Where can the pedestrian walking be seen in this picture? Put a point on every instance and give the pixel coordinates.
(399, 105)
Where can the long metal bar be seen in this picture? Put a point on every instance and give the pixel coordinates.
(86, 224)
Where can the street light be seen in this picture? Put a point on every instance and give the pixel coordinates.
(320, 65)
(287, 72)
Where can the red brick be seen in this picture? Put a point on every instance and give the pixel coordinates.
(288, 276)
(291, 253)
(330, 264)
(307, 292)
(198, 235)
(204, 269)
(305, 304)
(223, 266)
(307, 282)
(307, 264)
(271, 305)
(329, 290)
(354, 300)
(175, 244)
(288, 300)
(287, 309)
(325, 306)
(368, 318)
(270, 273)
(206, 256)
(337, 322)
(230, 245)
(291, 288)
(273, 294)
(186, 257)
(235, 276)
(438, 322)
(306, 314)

◆ Goal of the exercise: Update the material above by replacing "instance" with "occurrence" wherever it appears, and leave everything else unchanged.

◆ Full response:
Where can the pedestrian walking be seen in this picture? Put a point on every occurrence and give the pixel coordinates.
(399, 105)
Where can the long metal bar be seen in this picture? Put a point on every occurrence and give the pixel coordinates.
(86, 224)
Where can the street light be seen in this picture? Put a point on every occurrence and give the pixel coordinates.
(320, 65)
(287, 72)
Where can the red brick be seen in this picture? Put a point on every occurrence and give the pixel coordinates.
(288, 276)
(291, 253)
(330, 264)
(307, 292)
(198, 235)
(204, 269)
(305, 304)
(223, 266)
(307, 282)
(307, 264)
(271, 305)
(329, 290)
(354, 300)
(175, 244)
(288, 300)
(287, 309)
(325, 306)
(368, 318)
(270, 273)
(206, 256)
(337, 322)
(230, 245)
(291, 288)
(273, 294)
(186, 257)
(235, 276)
(438, 322)
(306, 314)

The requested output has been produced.